PROBLEMS |
A: List every star color mentioned in the passage about the Omega Cen image.
B: Please answer these about the Omega Cen passage:
(i) How large is the ground-based telescope, and in what country is it?
(ii) Which stars were detected by Spitzer alone?
(iii) What do stars that were massive enough to blow up leave behind?
C: Carry the Omega Cen passage forward from its final sentence.

EXCERPT PROVIDED |
━━━━━━━━

Whether Omega Cen is a galaxy or a globular cluster doesn't change the fact that this is a striking image. It's actually a combo of Spitzer and ground-based images taken with a 4-meter telescope in Chile. Stars shown here as blue (more on that in a sec) are low-mass stars seen in both the 4-meter 'scope and Spitzer. Yellow and red stars were seen only by Spitzer. Since it looks in the infrared, that means these stars are probably more evolved.

Why?

Clusters (or galaxies) like Omega Cen form pretty much all at once, using up all their gas to make stars. Since high-mass stars age more rapidly, and clusters like this are old, all the more massive stars have already either blown up (if they were massive enough) leaving behind black holes or neutron stars, or have long since turned into red giants and blown off their outer layers. That leaves behind a very faint white dwarf.

━━━━━━━━

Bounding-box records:
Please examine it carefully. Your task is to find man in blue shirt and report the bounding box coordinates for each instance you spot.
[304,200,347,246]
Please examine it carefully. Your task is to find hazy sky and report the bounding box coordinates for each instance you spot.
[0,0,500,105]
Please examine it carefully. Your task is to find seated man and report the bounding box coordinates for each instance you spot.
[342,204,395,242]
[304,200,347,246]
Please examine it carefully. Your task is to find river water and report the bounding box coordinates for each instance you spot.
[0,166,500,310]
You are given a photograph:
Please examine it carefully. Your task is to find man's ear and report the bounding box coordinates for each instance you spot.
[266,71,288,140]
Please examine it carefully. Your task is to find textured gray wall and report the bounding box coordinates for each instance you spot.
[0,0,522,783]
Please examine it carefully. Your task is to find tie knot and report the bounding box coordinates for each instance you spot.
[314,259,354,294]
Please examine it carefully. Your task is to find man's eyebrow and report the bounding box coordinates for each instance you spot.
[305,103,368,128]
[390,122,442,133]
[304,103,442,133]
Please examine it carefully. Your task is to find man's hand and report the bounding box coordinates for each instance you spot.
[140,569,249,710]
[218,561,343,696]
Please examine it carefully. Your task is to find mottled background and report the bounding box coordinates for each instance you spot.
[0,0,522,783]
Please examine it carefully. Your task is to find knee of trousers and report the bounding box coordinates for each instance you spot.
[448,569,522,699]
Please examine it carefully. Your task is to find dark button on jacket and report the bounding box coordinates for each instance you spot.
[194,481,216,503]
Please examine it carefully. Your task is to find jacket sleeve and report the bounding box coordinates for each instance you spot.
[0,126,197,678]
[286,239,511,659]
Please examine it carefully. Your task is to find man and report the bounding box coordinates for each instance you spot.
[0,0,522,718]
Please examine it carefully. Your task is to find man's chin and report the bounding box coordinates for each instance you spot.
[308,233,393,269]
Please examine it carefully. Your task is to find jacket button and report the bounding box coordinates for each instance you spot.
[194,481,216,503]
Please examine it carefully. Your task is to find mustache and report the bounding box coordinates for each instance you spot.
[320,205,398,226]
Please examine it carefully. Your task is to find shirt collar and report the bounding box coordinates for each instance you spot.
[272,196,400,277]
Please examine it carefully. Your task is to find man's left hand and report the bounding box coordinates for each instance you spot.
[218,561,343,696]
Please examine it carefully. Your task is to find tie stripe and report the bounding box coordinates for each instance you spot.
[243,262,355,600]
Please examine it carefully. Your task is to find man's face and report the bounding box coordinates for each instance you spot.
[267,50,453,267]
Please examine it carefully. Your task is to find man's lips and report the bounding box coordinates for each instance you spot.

━━━━━━━━

RESPONSES |
A: Blue, yellow, red

B:
(i) 4 meters; Chile
(ii) The yellow and red stars
(iii) Black holes or neutron stars

C:
Omega Cen is very old, so only lower mass stars are still around, but even they have evolved into red giants. Those stars tend to emit more light in the infrared, both due to their low temperature as well as blowing off lots of dust, which enshrouds them and reddens their light. In fact, these images were taken to investigate how much dust these stars are generating. Fewer dusty stars were found than expected, which is interesting. Clusters like this tend to have lower metals (the term astronomers use for anything on the periodic table heavier than helium) because they formed early in the Universe, before massive stars could make those heavy elements and seed them into space. Could this lack of metals affect the dust formation? Images like this one can lead us to those answers.

By the way, in Omega Cen the lowest mass stars are still going strong. Ironically, in this false-color image, those stars are colored blue (meaning visible light), but if you looked at them with your eye they'd look orange or red. False color images can be tricky, and in this case things are really topsy-turvy.

But it sure is a pretty picture.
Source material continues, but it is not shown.